**Text passage**
--- START ---

Voisin tells me that calorie restriction can produce an epigenetic “signature” or biological age younger than a person’s chronological age. It is much less clear, she says, whether exercise could have a similar effect.

To find out, she and Eynon had their participants ride exercise bikes to exhaustion to gauge their “VO2 max”, or the maximum amount of oxygen they can use, peak power output, lactate threshold and levels of an enzyme called citrate synthase, a marker of efficient energy production. Each person was then assigned a fitness score and the researchers compared the fitter half to the less fit half.

Back in the boardroom, Voisin is poised to swing her laptop around and show me the results, which are being prepared for publication. I’m reminded of an art house auctioneer pulling back the curtain on a prize exhibit, and for connoisseurs of statistics the graph could well be a masterpiece.

On the left, a plot of the least fit people shows that their actual ages tally with their biological ages based on DNA methylation; the two are linked in a ladder of roughly horizontal lines. On the right, however, the ladder of the fitter people is wonky; their actual ages slope down in near uniform lines to their much lower biological ages – which are lower, on average, by four years.

“This is the first attempt to show that exercise can slow down aging at the epigenetic level,” said Voisin. The result, adds Eynon, is that exercise is setting up skeletal muscle to succeed.

--- END ---

**Data records**
--- START ---

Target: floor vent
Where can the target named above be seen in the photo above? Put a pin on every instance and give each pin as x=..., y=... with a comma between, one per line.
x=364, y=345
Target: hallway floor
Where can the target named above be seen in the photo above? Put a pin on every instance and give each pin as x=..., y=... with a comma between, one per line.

--- END ---

**What to work on**
A: Rewrite the passage on exercise and epigenetic aging from "To find out, she" up to and including "be a masterpiece.", switching "exercise bikes" to "stationary bikes".
B: Answer these questions from the passage on exercise and epigenetic aging:
(i) What does Voisin say calorie restriction can produce?
(ii) What is citrate synthase a marker of?
(iii) On average, by how many years were the biological ages of the fitter people lower than their actual ages?

**Answers to the tasks**
A:
To find out, she and Eynon had their participants ride stationary bikes to exhaustion to gauge their “VO2 max”, or the maximum amount of oxygen they can use, peak power output, lactate threshold and levels of an enzyme called citrate synthase, a marker of efficient energy production. Each person was then assigned a fitness score and the researchers compared the fitter half to the less fit half.

Back in the boardroom, Voisin is poised to swing her laptop around and show me the results, which are being prepared for publication. I’m reminded of an art house auctioneer pulling back the curtain on a prize exhibit, and for connoisseurs of statistics the graph could well be a masterpiece.

B:
(i) An epigenetic "signature" or biological age younger than a person's chronological age.
(ii) Efficient energy production.
(iii) Four years.